Record list>
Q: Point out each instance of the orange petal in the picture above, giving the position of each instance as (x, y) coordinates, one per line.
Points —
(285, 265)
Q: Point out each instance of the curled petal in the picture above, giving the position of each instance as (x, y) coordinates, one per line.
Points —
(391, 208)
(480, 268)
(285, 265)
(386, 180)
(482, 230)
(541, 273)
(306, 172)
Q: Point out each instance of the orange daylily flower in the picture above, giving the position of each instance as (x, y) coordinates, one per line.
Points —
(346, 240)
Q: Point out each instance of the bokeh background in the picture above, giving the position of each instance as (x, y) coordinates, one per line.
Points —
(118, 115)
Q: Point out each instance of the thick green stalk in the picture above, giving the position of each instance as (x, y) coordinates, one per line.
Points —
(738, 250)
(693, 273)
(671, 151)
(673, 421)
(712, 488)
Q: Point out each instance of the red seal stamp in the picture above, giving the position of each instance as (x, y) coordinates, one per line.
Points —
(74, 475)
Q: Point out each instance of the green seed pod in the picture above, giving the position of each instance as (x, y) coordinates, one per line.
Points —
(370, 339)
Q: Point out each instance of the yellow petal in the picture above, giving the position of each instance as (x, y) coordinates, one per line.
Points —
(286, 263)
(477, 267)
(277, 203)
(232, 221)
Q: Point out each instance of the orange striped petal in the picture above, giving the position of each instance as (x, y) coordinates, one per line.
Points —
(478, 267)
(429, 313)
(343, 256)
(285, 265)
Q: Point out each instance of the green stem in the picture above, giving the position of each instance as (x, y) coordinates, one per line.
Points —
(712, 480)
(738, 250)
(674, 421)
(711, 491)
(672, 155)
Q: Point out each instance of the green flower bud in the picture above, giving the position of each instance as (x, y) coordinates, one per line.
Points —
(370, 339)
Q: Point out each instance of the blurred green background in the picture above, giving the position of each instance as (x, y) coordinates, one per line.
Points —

What is being asked>
Shift the part of the material that opens with the line containing "Q: Point out each instance of the green seed" and closes at the end of the material, rewriting every line of it. Add 26 to both numbers in each (x, y) coordinate pair given as an answer, and leave all other lines unchanged.

The reply>
Q: Point out each instance of the green seed pod in the picture above, giving the position of each instance as (x, y) coordinates, one per line.
Points —
(396, 365)
Q: Point out each instance of the yellow petal in the picture above, giving the position of each instance as (x, y) coordinates, one per line.
Points —
(312, 289)
(503, 293)
(303, 229)
(258, 247)
Q: Point out each instance of the orange striped petal in the picture above, giving the position of each instance as (x, y) coordinates, one per line.
Points —
(504, 293)
(455, 339)
(369, 282)
(311, 291)
Q: Point out each instance of the green stem in the picture above, giving the position of each instance as (x, y) coordinates, one per line.
Points —
(738, 506)
(764, 276)
(700, 447)
(737, 517)
(698, 181)
Q: Point out each instance of the green flower bud in the picture above, giving the position of each instance as (x, y) coordinates, one per line.
Points —
(396, 365)
Q: Point out each instance of the blurred green background in the picture above, giving the position of each instance as (x, y) coordinates, one per line.
Points —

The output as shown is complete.